** SELECTED TEXT follows **

Soldiers’ bomb trauma
Coalition troops in Afghanistan are being attacked by roadside bombs atrecord levels, leaving Canadians soldiers with a legacy of traumaticbrain injuries that health experts are grappling to understand.
Coalition troops in Afghanistan are being attacked by roadside bombs at record levels, leaving Canadians soldiers with a legacy of traumatic brain injuries that health experts are grappling to understand.
And the mental toll of having to patrol bomb-seeded roads is expected to show itself in the years ahead in a spike in the number of soldiers with post-traumatic stress disorder, military officials say.
“The view is, clearly, when you’re involved with an IED (improvised explosive device), that you may have traumatic brain injuries,” said Maj.-Gen. Walter Semianiw, chief of military personnel.
“If you’ve been exposed to a (traumatic brain injury) the prevalence of then having PTSD may be higher. The facts are very clear,” he said in an interview.

** End of SELECTED TEXT **
** DATASET follows **

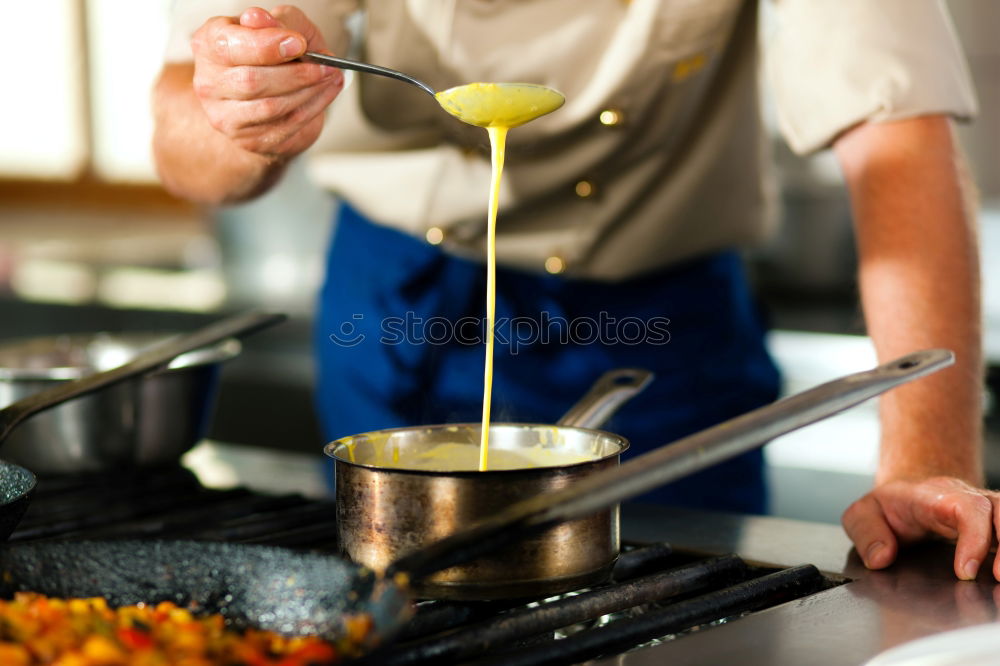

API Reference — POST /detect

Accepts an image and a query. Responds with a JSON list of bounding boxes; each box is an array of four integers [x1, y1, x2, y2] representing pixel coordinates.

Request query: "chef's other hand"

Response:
[[191, 5, 344, 159], [841, 477, 1000, 580]]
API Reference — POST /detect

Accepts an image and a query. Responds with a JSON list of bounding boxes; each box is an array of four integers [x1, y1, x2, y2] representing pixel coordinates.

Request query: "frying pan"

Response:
[[0, 350, 954, 650], [0, 312, 286, 541]]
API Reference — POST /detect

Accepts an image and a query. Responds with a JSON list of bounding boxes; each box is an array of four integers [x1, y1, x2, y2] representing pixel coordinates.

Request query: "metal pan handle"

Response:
[[0, 312, 288, 443], [556, 368, 654, 428], [387, 349, 955, 578]]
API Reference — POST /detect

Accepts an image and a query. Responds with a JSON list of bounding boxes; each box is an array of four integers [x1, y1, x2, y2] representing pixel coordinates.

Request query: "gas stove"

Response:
[[11, 467, 996, 666]]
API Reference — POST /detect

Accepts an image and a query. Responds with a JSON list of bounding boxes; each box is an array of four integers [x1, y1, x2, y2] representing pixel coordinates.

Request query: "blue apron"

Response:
[[315, 205, 779, 513]]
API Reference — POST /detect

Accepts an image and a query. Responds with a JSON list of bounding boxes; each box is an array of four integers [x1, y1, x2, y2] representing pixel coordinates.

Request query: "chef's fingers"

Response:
[[987, 491, 1000, 590], [224, 76, 336, 138], [214, 63, 344, 100], [216, 80, 338, 155], [840, 493, 899, 569], [271, 5, 327, 52], [913, 479, 994, 580], [191, 10, 306, 67]]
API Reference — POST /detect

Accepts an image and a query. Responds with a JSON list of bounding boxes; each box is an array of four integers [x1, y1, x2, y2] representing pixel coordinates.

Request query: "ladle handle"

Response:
[[0, 312, 288, 443], [387, 349, 955, 578], [299, 51, 437, 97], [556, 368, 654, 428]]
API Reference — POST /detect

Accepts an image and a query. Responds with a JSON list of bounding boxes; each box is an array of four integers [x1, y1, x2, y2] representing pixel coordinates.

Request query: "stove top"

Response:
[[612, 506, 1000, 666], [11, 467, 1000, 666]]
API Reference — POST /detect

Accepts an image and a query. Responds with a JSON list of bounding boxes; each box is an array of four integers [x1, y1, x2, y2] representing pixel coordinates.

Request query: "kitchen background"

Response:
[[0, 0, 1000, 522]]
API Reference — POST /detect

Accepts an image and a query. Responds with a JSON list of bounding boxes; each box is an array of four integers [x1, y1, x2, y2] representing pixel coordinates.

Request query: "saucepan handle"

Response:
[[556, 368, 653, 428], [388, 349, 955, 577]]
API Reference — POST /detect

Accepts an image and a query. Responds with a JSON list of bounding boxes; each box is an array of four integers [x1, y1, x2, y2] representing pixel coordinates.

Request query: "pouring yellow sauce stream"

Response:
[[435, 83, 565, 472]]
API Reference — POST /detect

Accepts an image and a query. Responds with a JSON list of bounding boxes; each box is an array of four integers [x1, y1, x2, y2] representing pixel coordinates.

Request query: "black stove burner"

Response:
[[11, 466, 839, 666]]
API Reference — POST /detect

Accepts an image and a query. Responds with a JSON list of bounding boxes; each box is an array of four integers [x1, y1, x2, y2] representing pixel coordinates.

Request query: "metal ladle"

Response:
[[299, 51, 566, 127]]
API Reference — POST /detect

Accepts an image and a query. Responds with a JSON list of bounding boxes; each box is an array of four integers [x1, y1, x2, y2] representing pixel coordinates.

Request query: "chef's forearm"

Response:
[[835, 116, 982, 485], [153, 64, 285, 204]]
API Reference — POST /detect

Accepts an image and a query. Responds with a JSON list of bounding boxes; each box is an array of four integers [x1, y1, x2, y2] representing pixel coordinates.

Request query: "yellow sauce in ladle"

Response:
[[434, 83, 565, 472]]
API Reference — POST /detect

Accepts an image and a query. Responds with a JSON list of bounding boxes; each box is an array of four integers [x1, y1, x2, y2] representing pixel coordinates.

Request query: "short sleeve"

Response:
[[761, 0, 977, 154], [164, 0, 358, 62]]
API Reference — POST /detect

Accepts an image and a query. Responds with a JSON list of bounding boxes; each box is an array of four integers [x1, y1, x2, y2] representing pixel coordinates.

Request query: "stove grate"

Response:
[[11, 466, 841, 666]]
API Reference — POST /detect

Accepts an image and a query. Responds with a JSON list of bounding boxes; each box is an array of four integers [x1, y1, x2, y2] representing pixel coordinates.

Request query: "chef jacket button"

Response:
[[545, 256, 566, 275], [424, 227, 444, 245], [597, 109, 625, 127]]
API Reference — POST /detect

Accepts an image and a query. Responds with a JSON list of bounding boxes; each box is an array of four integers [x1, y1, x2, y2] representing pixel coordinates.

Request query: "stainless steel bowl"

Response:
[[0, 333, 240, 474]]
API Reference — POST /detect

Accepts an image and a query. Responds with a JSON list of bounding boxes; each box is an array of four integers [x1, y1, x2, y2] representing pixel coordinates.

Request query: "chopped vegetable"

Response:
[[0, 592, 371, 666]]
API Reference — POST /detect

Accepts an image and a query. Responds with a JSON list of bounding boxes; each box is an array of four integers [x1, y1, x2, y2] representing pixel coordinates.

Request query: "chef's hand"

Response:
[[841, 477, 1000, 580], [191, 6, 344, 160]]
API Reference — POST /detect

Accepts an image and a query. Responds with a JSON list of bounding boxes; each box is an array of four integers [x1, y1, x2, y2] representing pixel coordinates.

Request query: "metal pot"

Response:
[[0, 333, 240, 474], [324, 369, 652, 599]]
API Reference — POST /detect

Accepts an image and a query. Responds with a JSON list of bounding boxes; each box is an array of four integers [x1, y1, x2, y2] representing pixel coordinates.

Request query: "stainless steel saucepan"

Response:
[[325, 369, 652, 599]]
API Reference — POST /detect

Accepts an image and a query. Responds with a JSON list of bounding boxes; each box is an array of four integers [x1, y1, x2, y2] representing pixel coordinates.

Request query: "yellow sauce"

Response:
[[436, 83, 579, 472], [385, 443, 594, 472]]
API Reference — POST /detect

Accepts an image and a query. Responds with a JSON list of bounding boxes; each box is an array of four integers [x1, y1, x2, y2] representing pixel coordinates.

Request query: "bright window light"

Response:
[[0, 0, 86, 180]]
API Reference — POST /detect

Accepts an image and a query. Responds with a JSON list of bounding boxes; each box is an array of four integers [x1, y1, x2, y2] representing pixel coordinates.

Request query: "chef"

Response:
[[154, 0, 1000, 579]]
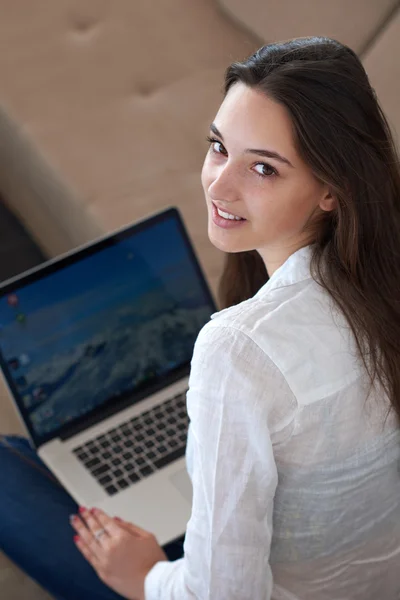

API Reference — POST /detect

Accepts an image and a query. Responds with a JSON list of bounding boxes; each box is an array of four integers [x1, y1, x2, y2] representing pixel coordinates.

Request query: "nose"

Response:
[[208, 163, 238, 203]]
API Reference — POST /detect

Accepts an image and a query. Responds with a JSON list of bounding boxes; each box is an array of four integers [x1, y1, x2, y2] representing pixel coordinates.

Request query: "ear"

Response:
[[319, 192, 337, 212]]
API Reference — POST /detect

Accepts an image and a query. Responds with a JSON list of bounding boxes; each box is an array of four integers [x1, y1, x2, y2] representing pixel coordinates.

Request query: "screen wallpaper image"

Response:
[[0, 220, 212, 436]]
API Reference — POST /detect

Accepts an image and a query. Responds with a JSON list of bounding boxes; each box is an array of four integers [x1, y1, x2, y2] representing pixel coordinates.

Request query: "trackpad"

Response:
[[170, 469, 193, 505]]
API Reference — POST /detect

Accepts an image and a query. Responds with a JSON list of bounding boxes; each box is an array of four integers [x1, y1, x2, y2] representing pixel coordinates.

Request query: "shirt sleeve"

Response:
[[145, 321, 277, 600]]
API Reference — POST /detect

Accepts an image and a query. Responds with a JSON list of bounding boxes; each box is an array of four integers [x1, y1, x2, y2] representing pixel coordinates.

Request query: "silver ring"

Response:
[[94, 529, 106, 540]]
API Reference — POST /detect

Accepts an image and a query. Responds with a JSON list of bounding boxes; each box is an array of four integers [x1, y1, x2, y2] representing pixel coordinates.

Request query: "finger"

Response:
[[80, 508, 110, 546], [74, 535, 100, 571], [71, 511, 101, 556], [93, 508, 127, 537], [115, 517, 152, 537]]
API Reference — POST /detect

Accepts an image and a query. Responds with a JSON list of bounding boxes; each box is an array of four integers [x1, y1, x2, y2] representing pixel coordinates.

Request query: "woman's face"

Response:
[[201, 83, 335, 275]]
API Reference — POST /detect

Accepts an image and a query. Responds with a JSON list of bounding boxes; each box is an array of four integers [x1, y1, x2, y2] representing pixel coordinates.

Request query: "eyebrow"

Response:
[[210, 123, 294, 169]]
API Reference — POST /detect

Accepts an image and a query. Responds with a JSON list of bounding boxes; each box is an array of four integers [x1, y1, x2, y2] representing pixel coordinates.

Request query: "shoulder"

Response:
[[188, 307, 298, 443]]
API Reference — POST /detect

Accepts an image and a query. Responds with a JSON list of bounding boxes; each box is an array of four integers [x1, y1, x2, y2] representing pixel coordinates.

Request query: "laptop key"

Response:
[[99, 475, 112, 485], [128, 473, 140, 483], [85, 457, 100, 469], [92, 465, 110, 477], [106, 485, 118, 496], [76, 452, 89, 462], [139, 465, 153, 477], [153, 447, 185, 469], [117, 479, 129, 490]]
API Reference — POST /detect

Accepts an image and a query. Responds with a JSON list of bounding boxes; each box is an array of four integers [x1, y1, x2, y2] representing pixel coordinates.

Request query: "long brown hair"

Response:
[[219, 37, 400, 417]]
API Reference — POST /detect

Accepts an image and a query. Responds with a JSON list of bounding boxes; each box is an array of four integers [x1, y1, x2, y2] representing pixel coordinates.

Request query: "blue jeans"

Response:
[[0, 436, 184, 600]]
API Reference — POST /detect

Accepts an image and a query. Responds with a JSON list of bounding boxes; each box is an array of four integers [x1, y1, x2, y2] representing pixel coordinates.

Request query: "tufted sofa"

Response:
[[0, 0, 400, 600]]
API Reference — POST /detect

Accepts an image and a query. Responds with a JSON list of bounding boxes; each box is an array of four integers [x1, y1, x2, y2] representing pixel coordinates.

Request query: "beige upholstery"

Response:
[[0, 0, 400, 600], [219, 0, 398, 52]]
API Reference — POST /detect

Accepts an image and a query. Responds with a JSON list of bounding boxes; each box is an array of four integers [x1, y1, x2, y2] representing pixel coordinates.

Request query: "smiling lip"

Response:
[[211, 202, 247, 229]]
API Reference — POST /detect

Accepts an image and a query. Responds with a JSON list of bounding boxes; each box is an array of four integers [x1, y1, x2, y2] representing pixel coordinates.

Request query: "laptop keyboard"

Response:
[[73, 391, 189, 496]]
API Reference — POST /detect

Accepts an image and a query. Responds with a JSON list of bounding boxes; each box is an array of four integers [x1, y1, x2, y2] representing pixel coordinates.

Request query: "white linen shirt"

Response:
[[145, 246, 400, 600]]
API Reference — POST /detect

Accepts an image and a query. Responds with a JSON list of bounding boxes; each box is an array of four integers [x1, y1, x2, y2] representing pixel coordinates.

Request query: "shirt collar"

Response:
[[210, 244, 312, 319], [254, 244, 312, 298]]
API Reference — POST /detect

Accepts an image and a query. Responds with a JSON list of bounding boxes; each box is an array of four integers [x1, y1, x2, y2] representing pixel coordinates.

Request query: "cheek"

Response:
[[255, 184, 316, 235], [201, 154, 211, 192]]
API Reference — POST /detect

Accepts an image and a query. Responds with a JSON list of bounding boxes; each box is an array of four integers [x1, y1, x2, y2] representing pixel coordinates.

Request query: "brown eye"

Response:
[[256, 163, 278, 178], [206, 136, 226, 154]]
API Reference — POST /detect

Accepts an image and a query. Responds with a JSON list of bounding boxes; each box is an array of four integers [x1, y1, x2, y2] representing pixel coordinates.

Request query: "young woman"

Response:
[[0, 37, 400, 600]]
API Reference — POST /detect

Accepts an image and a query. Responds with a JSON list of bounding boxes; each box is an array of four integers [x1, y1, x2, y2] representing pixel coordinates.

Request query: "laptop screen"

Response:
[[0, 208, 216, 445]]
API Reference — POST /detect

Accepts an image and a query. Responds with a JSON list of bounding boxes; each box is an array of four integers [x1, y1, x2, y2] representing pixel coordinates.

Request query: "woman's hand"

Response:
[[71, 508, 168, 600]]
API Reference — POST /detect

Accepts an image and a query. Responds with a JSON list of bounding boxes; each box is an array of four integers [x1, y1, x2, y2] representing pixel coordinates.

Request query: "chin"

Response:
[[208, 224, 248, 253]]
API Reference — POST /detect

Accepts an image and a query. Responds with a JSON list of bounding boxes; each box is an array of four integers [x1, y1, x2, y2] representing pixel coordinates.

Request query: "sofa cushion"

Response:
[[218, 0, 397, 52]]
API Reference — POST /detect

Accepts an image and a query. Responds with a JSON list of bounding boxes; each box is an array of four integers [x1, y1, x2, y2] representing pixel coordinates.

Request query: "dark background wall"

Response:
[[0, 198, 46, 281]]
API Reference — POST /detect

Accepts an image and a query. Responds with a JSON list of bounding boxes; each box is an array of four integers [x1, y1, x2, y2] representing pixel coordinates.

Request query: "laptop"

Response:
[[0, 207, 217, 545]]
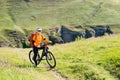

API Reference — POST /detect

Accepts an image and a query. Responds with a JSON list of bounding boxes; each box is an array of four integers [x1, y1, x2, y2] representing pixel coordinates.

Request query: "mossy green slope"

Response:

** End of DATASET **

ABOUT THIS EXERCISE:
Quote the part of the article on soldiers' bomb trauma above that opens with the words "And the mental" and closes with "in an interview.".

ANSWER:
And the mental toll of having to patrol bomb-seeded roads is expected to show itself in the years ahead in a spike in the number of soldiers with post-traumatic stress disorder, military officials say.
“The view is, clearly, when you’re involved with an IED (improvised explosive device), that you may have traumatic brain injuries,” said Maj.-Gen. Walter Semianiw, chief of military personnel.
“If you’ve been exposed to a (traumatic brain injury) the prevalence of then having PTSD may be higher. The facts are very clear,” he said in an interview.